__TASK DIRECTIONS__
Write out everything in the vocational trucks passage below, word for word, from "One of the more" down to "gas is concerned.".

One of the more tantalizing prospects in the vocational truck world has been how to craft lightweight specification packages that offer improved fuel economy, more payload capacity, and more driver comfort without sacrificing performance or longevity.  That prospect is being complicated, to a degree, by a range of options that have only recently begun making their way more broadly into the vocational space, options such as automated transmissions, low rolling resistance tires, telematics systems, and alternative fuels, especially where natural gas is concerned.

“Key trends we’re seeing involve technology, telematics, increased efficiency and fuel economy through more integrated drivetrains,” notes Kurt Swihart, marketing director at Kenworth Truck.  “We have seen these trends in the over-the-road segment for a few years now and today vocational customers also want those added benefits.”

Vocational customers are always seeking lighter trucks, he adds,  so they can haul more payload while simultaneously lowering total cost of operation.

“The biggest issue that we have seen involves the change in tires, both tread design and rolling resistance,” Swihart says. “[Such] changes can potentially impact off-road traction, so we remind customers to ask questions about the new tires to ensure they can get the best tires selected for their particular intended service.”

It is also vitally important to ask questions when the subject turns to natural gas, he points out.

__DATA__
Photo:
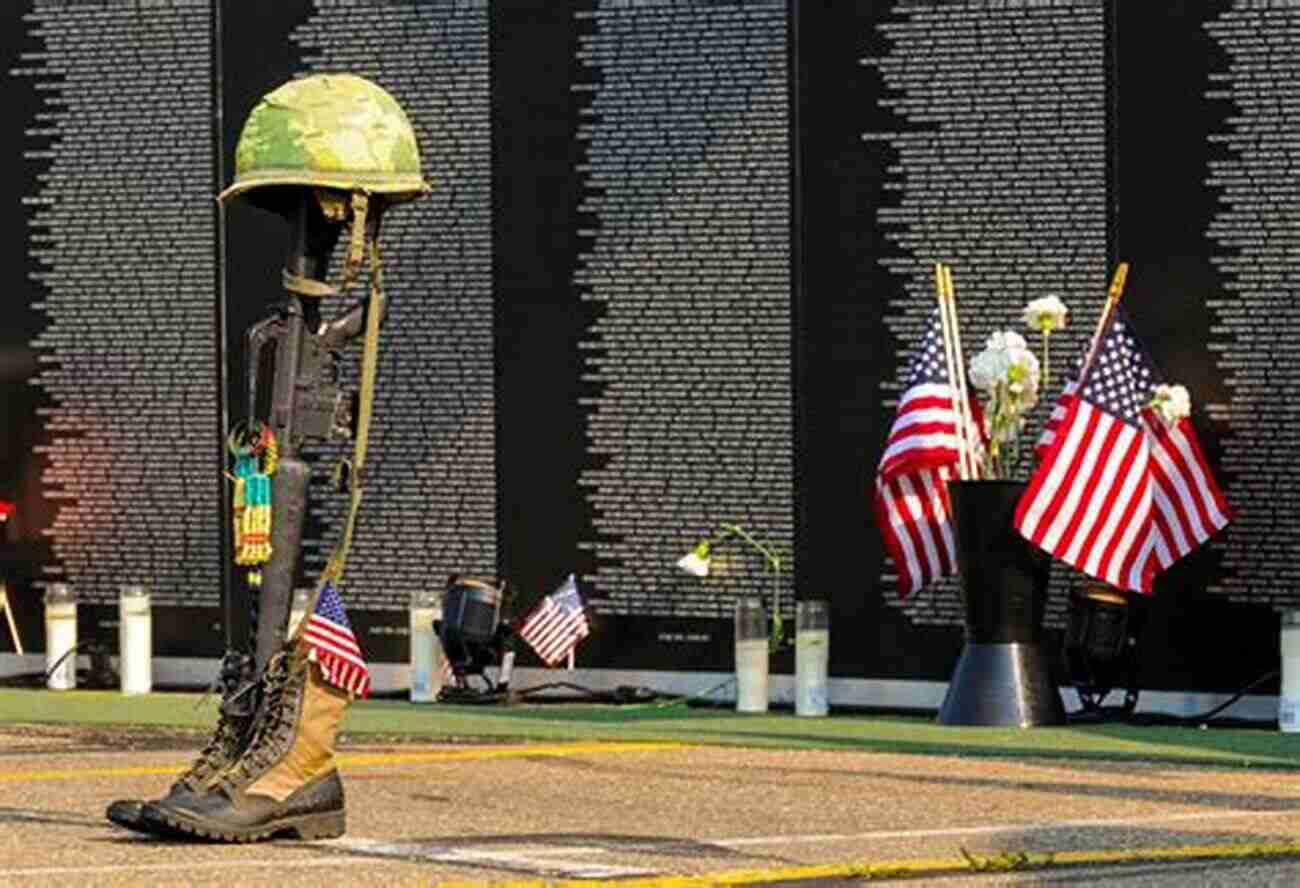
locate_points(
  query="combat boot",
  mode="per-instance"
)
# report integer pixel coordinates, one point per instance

__ANSWER TO THE EXERCISE__
One of the more tantalizing prospects in the vocational truck world has been how to craft lightweight specification packages that offer improved fuel economy, more payload capacity, and more driver comfort without sacrificing performance or longevity.  That prospect is being complicated, to a degree, by a range of options that have only recently begun making their way more broadly into the vocational space, options such as automated transmissions, low rolling resistance tires, telematics systems, and alternative fuels, especially where natural gas is concerned.